### GIVEN EXERCISE 1
Give back the passage on corporate branding word for word, starting at "These factors combined" and ending at "focused brand architecture.".
### GIVEN EXERCISE 2
According to the passage on corporate branding, why should a company not streamline its brand portfolio on cost grounds alone?

### PROVIDED PASSAGE

[Start]

Product life cycles are getting shorter and shorter for many industries
and products, and corporations have to seek solutions to recover
their development and marketing costs within the shorter life cycles.
These factors combined are forcing corporations to evaluate their
cost structure, and a corporate branding strategy can help management
achieve its goals by bridging across product categories and services
as opposed to a multi-brand strategy.
There are obvious cost efficiencies in terms of reduced marketing
and advertising spending as the corporate brand replaces budgets
for individual product marketing efforts. Even a combined corporate
and product branding strategy can often enable management to reduce
costs and exploit synergies from a new and more focused brand architecture.
The Apple brand has established a very strong position of being
a design-driven and innovative company offering many types of products
and services. Its corporate brand encapsulates the body and soul
of the company, and the main messages use the corporate Apple brand.
Various sub-brands then help to identify the individual product
lines.
But one should carefully avoid the potential trip of streamlining
the brand portfolio just based on a raw cost perspective as secondary
effects can play a significant impact of the overall revenue stream
and on the stakeholder’s image of the corporation. The basic
guideline is based on revenue contribution of the various brands.

[End]

(Image object location entries)
[Start]

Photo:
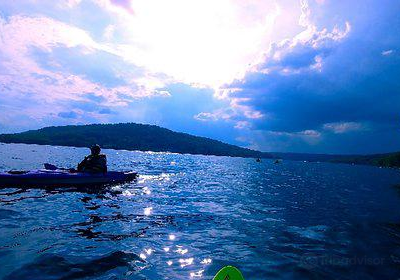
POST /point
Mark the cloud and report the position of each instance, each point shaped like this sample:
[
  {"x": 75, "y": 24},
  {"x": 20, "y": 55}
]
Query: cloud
[
  {"x": 343, "y": 127},
  {"x": 316, "y": 88},
  {"x": 125, "y": 4},
  {"x": 387, "y": 52},
  {"x": 68, "y": 115}
]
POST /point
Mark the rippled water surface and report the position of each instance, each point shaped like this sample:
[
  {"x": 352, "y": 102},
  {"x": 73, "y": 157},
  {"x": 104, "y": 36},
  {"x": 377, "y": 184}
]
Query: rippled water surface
[{"x": 187, "y": 216}]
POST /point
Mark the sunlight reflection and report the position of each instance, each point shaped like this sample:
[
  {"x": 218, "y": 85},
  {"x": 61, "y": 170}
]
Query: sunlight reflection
[
  {"x": 171, "y": 237},
  {"x": 197, "y": 274},
  {"x": 147, "y": 211},
  {"x": 186, "y": 262},
  {"x": 148, "y": 251},
  {"x": 128, "y": 193},
  {"x": 181, "y": 251},
  {"x": 142, "y": 256},
  {"x": 206, "y": 261},
  {"x": 146, "y": 190}
]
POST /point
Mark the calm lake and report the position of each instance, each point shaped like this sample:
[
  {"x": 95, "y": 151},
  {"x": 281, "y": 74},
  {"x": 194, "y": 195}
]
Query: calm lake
[{"x": 188, "y": 216}]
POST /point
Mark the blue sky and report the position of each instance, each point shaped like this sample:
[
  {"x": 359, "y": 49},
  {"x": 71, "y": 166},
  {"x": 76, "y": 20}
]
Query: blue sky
[{"x": 317, "y": 76}]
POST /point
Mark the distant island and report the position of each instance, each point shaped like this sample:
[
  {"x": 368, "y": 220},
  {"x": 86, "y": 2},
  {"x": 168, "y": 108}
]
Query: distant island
[
  {"x": 130, "y": 136},
  {"x": 143, "y": 137}
]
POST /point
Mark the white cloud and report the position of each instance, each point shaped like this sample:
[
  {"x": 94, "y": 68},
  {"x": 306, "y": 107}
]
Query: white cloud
[
  {"x": 21, "y": 74},
  {"x": 387, "y": 52},
  {"x": 343, "y": 127}
]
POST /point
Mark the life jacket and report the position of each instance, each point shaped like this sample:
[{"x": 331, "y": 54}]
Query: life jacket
[{"x": 94, "y": 164}]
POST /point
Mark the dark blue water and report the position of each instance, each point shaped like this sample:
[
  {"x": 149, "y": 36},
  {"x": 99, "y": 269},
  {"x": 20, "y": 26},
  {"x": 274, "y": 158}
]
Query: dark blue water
[{"x": 187, "y": 216}]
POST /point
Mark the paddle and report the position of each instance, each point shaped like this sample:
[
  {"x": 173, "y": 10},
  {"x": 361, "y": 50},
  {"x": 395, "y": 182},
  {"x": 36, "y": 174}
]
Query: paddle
[
  {"x": 229, "y": 273},
  {"x": 49, "y": 166}
]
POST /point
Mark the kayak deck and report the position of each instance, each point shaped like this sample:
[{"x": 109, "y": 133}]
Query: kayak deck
[{"x": 62, "y": 178}]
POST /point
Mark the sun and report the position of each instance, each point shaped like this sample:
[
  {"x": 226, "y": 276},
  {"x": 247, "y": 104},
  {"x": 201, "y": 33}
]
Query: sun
[{"x": 201, "y": 42}]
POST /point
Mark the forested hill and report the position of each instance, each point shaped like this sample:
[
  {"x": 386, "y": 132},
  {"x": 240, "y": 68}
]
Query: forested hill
[{"x": 129, "y": 136}]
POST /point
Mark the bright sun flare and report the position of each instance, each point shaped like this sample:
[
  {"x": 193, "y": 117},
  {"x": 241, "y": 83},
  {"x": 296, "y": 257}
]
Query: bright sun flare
[{"x": 199, "y": 42}]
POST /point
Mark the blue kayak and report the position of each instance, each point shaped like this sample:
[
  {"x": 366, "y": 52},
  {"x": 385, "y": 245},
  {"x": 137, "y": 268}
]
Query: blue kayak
[{"x": 62, "y": 178}]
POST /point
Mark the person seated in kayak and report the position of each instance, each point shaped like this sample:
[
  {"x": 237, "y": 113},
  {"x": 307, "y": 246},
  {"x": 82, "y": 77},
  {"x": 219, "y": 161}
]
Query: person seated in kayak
[{"x": 95, "y": 162}]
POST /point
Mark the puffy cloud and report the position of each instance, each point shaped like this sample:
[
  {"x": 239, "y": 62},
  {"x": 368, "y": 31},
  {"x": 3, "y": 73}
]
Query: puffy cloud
[
  {"x": 343, "y": 127},
  {"x": 316, "y": 88}
]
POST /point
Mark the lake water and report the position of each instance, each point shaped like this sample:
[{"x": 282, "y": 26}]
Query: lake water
[{"x": 187, "y": 216}]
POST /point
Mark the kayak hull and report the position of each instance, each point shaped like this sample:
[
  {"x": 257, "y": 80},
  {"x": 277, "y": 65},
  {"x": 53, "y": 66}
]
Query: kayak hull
[{"x": 62, "y": 178}]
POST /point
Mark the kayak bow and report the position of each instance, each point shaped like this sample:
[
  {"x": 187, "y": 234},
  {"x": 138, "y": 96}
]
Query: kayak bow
[{"x": 62, "y": 178}]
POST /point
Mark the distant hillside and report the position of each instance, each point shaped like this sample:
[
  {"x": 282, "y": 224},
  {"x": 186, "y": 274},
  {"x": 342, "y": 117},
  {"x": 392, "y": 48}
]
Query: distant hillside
[{"x": 129, "y": 136}]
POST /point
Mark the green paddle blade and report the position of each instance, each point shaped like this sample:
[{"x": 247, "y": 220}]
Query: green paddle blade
[{"x": 228, "y": 273}]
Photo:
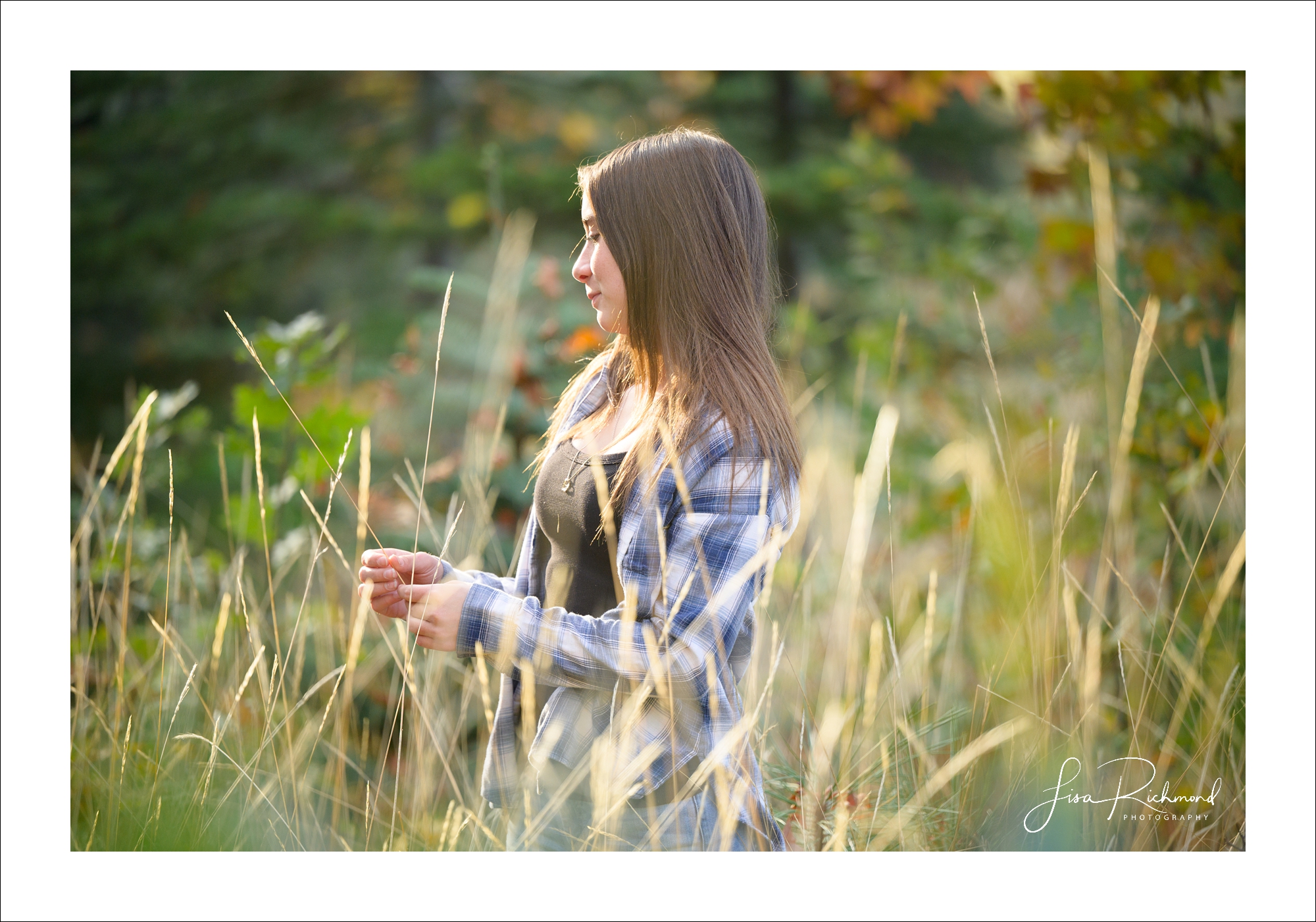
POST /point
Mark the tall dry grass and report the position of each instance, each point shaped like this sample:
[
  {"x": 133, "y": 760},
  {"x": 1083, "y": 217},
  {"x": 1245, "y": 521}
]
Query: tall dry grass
[{"x": 919, "y": 694}]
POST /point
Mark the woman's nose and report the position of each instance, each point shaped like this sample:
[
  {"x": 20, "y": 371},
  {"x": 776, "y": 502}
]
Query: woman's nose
[{"x": 581, "y": 270}]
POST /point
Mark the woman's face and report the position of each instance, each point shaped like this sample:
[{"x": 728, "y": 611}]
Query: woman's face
[{"x": 601, "y": 276}]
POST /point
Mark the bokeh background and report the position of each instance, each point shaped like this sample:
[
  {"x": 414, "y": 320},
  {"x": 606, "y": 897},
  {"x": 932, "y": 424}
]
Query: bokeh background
[{"x": 327, "y": 213}]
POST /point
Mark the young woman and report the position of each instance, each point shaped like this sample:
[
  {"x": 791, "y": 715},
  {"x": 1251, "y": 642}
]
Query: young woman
[{"x": 630, "y": 623}]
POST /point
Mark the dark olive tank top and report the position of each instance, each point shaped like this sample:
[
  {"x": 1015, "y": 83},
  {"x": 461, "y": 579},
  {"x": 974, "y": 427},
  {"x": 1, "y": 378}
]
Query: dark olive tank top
[{"x": 577, "y": 565}]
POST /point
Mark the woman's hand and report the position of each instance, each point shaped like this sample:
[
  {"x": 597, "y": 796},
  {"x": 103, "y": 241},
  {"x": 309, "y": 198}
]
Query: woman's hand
[{"x": 402, "y": 585}]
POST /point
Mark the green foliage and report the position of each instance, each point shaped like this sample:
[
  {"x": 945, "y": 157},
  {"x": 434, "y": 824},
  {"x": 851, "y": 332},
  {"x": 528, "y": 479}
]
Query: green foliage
[{"x": 327, "y": 214}]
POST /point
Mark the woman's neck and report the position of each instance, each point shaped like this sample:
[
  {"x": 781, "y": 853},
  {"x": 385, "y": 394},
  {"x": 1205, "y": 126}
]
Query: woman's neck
[{"x": 618, "y": 430}]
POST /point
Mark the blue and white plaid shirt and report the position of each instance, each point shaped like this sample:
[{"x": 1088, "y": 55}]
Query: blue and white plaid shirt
[{"x": 690, "y": 578}]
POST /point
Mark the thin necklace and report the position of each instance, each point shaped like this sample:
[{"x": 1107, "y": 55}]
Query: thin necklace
[{"x": 569, "y": 481}]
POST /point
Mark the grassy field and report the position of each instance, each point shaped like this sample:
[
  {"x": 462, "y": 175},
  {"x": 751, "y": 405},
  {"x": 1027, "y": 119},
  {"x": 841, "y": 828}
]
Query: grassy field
[{"x": 1047, "y": 639}]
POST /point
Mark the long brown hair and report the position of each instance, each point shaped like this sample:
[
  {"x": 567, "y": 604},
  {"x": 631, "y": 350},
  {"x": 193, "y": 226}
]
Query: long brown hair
[{"x": 686, "y": 222}]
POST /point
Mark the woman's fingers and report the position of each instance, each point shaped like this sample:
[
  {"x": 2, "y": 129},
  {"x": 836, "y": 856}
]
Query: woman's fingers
[
  {"x": 419, "y": 568},
  {"x": 380, "y": 556},
  {"x": 381, "y": 563}
]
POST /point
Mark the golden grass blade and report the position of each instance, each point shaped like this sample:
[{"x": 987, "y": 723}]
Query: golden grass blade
[
  {"x": 139, "y": 419},
  {"x": 842, "y": 655},
  {"x": 953, "y": 767},
  {"x": 1223, "y": 588}
]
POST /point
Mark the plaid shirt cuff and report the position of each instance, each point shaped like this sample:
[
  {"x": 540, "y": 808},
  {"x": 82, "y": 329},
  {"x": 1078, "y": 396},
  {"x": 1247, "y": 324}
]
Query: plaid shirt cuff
[{"x": 490, "y": 618}]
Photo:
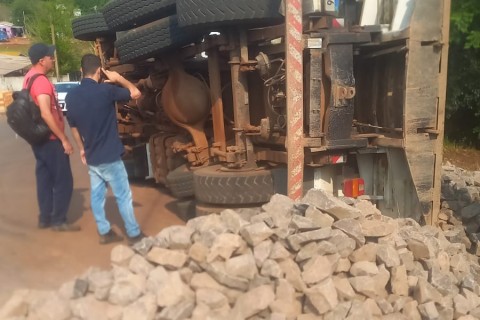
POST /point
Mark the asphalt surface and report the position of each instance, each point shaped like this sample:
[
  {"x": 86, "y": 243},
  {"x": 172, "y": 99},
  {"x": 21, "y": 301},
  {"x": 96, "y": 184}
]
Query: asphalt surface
[{"x": 44, "y": 259}]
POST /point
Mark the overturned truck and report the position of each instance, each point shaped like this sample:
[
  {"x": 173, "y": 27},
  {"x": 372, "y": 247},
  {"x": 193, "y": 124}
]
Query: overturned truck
[{"x": 242, "y": 99}]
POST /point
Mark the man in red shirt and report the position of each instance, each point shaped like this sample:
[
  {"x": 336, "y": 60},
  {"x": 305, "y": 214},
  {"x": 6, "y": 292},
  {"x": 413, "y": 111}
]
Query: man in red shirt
[{"x": 53, "y": 173}]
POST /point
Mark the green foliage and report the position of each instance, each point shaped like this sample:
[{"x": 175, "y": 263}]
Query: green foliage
[
  {"x": 4, "y": 13},
  {"x": 465, "y": 23},
  {"x": 90, "y": 6},
  {"x": 21, "y": 10},
  {"x": 463, "y": 92},
  {"x": 56, "y": 15}
]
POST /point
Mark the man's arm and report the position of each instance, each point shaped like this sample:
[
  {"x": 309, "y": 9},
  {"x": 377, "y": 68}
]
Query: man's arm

[End]

### FULL OUTPUT 1
These factors combined are forcing corporations to evaluate their
cost structure, and a corporate branding strategy can help management
achieve its goals by bridging across product categories and services
as opposed to a multi-brand strategy.
There are obvious cost efficiencies in terms of reduced marketing
and advertising spending as the corporate brand replaces budgets
for individual product marketing efforts. Even a combined corporate
and product branding strategy can often enable management to reduce
costs and exploit synergies from a new and more focused brand architecture.

### FULL OUTPUT 2
Secondary effects can significantly affect the overall revenue stream and the stakeholders' image of the corporation. Instead, the basic guideline for such decisions is the revenue contribution of the various brands.